**DATASET RECORDS:**

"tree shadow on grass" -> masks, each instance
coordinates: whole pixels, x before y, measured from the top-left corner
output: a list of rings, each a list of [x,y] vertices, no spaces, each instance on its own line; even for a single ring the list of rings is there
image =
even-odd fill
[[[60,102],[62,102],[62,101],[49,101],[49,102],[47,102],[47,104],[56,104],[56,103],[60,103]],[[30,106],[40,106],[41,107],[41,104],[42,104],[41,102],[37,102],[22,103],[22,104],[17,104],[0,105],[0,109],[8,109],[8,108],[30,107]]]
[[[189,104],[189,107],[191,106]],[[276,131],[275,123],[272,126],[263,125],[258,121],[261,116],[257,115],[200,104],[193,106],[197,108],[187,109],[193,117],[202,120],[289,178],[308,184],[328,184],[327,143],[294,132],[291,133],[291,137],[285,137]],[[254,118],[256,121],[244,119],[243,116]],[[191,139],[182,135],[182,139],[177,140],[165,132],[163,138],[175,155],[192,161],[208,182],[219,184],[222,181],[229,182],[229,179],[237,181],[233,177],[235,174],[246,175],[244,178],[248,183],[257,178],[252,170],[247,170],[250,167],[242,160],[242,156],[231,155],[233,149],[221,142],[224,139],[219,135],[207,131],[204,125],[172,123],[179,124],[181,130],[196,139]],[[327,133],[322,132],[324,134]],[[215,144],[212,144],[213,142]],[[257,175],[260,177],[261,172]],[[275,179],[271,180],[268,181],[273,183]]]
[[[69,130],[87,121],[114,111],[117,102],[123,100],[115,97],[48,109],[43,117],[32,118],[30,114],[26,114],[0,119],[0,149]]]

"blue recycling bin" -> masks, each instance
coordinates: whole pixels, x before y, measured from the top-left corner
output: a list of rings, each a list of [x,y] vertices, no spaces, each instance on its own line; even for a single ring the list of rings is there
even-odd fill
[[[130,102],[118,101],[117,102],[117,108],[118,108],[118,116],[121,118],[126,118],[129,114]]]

**SHORT TASK:** Print all the rows above again, character for character, without changing anything.

**ANSWER TO THIS TASK:**
"tree shadow on grass" -> masks, each instance
coordinates: whole pixels, x before y, measured from the top-left corner
output: a list of rings, each a list of [x,y] vertices, no spaces, each instance on its own line; even for a single ring the list of rings is there
image =
even-odd fill
[[[60,102],[62,102],[62,101],[49,101],[49,102],[47,102],[47,104],[56,104],[56,103],[60,103]],[[30,106],[40,106],[41,107],[41,104],[42,104],[41,102],[37,102],[22,103],[22,104],[17,104],[0,105],[0,109],[8,109],[8,108],[30,107]]]
[[[189,104],[189,107],[191,106]],[[276,131],[275,123],[272,126],[263,125],[258,121],[261,116],[257,115],[200,104],[193,106],[197,108],[187,109],[193,117],[202,120],[289,178],[308,184],[328,184],[327,143],[294,132],[291,133],[291,137],[285,137]],[[254,118],[256,121],[244,119],[243,116]],[[191,139],[182,135],[182,139],[177,140],[165,132],[163,138],[175,155],[192,161],[208,182],[219,184],[222,181],[229,182],[229,179],[237,181],[233,177],[235,174],[246,175],[244,178],[248,183],[257,178],[252,170],[247,170],[250,167],[242,160],[242,156],[231,155],[233,149],[221,142],[224,139],[219,135],[207,131],[204,125],[172,123],[179,124],[181,130],[196,139]],[[327,133],[322,132],[324,134]],[[215,144],[212,144],[213,142]],[[257,175],[260,177],[261,172]],[[275,179],[271,180],[268,181],[273,183]]]
[[[69,130],[87,121],[114,111],[117,102],[123,100],[115,97],[48,109],[43,117],[32,118],[30,114],[26,114],[0,119],[0,149]]]

"blue recycling bin" -> masks, each instance
coordinates: whole pixels, x before y, measured from the top-left corner
output: a list of rings, each a list of [x,y] vertices, no spaces, each instance on its own line; even for a single ring the list of rings is there
even-odd fill
[[[130,102],[118,101],[117,102],[117,108],[118,108],[118,116],[121,118],[126,118],[129,114]]]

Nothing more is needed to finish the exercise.